§ Try it:
Filter the data below for the string "plastic" and copy each matching line.

§ Provided entries:
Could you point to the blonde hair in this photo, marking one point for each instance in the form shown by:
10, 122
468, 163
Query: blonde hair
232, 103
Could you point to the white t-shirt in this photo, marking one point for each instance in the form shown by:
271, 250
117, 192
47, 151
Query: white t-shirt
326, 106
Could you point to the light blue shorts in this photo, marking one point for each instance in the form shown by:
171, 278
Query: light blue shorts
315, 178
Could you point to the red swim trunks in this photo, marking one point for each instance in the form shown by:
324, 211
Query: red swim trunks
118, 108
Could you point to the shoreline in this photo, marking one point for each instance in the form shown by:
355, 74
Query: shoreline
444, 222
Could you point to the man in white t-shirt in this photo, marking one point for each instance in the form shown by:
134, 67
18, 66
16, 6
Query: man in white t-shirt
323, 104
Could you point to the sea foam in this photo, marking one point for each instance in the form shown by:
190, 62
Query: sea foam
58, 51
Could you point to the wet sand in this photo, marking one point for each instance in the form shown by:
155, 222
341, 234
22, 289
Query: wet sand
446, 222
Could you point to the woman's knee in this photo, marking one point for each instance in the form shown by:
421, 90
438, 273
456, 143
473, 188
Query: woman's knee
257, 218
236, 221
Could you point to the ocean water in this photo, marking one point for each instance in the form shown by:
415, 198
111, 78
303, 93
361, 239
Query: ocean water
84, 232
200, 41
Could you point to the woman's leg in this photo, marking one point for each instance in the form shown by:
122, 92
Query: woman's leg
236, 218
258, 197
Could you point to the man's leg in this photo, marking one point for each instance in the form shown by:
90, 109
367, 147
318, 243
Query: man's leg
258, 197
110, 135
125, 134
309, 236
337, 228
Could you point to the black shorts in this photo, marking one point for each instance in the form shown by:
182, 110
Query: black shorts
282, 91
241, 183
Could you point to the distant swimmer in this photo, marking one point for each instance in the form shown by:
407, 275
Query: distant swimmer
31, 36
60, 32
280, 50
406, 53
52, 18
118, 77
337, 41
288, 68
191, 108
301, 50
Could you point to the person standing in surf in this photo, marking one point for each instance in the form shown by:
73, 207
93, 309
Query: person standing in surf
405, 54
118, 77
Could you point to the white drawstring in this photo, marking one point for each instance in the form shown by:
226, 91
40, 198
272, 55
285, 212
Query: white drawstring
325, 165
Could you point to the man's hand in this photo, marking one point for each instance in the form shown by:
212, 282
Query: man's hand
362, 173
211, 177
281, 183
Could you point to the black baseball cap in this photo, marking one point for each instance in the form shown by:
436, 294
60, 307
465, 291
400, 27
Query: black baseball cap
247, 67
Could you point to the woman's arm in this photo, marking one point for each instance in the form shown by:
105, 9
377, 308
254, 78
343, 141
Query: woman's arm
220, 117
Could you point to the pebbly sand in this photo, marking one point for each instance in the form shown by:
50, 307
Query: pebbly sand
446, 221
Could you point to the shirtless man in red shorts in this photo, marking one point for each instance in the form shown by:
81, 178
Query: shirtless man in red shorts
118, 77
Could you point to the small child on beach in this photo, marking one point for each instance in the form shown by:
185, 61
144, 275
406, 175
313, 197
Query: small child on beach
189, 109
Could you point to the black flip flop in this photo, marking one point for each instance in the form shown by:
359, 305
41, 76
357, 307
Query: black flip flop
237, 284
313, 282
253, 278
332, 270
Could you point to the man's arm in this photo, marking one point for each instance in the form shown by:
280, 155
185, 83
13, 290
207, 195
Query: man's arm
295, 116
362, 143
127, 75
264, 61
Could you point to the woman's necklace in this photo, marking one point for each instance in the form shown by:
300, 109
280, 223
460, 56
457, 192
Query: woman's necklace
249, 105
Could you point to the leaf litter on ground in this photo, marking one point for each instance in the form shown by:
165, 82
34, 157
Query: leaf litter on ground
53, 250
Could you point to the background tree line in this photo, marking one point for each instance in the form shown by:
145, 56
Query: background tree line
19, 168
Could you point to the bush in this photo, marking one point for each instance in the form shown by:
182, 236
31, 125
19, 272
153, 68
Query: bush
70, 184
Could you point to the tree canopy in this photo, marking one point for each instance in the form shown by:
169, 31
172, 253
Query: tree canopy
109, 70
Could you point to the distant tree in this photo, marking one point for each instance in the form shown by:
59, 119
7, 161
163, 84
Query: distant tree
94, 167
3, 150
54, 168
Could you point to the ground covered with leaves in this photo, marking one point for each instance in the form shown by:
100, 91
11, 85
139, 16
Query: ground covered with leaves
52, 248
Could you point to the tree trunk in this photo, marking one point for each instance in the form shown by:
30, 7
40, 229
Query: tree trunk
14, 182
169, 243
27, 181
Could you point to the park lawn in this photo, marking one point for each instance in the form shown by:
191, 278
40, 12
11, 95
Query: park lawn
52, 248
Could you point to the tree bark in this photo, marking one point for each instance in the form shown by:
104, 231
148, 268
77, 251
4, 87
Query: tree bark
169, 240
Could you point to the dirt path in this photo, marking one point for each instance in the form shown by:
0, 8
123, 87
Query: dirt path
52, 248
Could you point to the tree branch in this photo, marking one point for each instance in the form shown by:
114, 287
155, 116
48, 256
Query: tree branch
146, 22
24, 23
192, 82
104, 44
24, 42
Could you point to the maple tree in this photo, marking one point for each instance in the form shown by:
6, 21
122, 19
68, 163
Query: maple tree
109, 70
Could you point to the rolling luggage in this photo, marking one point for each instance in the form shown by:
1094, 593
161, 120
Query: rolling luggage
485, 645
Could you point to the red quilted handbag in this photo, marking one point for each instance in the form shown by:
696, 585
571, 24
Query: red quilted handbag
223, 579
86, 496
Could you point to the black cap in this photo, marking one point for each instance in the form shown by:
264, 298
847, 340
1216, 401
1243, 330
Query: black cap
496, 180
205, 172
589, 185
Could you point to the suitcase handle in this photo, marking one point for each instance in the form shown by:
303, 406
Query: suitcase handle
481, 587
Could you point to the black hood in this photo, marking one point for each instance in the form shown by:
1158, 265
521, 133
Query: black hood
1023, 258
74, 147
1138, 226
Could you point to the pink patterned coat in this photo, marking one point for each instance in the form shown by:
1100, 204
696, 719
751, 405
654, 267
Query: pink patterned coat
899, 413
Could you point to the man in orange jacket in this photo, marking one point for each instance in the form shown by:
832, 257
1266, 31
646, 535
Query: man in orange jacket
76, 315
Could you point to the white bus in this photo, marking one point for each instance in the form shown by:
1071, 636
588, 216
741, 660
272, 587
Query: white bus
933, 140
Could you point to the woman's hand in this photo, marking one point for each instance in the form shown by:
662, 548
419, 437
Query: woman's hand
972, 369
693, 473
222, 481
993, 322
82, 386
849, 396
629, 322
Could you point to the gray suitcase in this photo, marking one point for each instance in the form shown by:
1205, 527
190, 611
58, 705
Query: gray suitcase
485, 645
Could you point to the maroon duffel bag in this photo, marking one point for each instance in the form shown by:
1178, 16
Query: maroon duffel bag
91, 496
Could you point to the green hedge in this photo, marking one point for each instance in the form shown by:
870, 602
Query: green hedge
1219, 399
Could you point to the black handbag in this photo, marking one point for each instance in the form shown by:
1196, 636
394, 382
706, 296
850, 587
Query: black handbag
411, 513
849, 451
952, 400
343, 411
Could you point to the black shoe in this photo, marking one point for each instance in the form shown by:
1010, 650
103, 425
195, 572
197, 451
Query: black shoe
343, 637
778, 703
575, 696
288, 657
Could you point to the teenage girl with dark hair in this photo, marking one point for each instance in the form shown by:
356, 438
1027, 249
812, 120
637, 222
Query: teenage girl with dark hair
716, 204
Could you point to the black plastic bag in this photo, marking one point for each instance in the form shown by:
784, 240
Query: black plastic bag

§ Solved problem:
Could you point to the black plastic bag in this photo, marking one point for each instance in the form shown by:
Query: black plastic bag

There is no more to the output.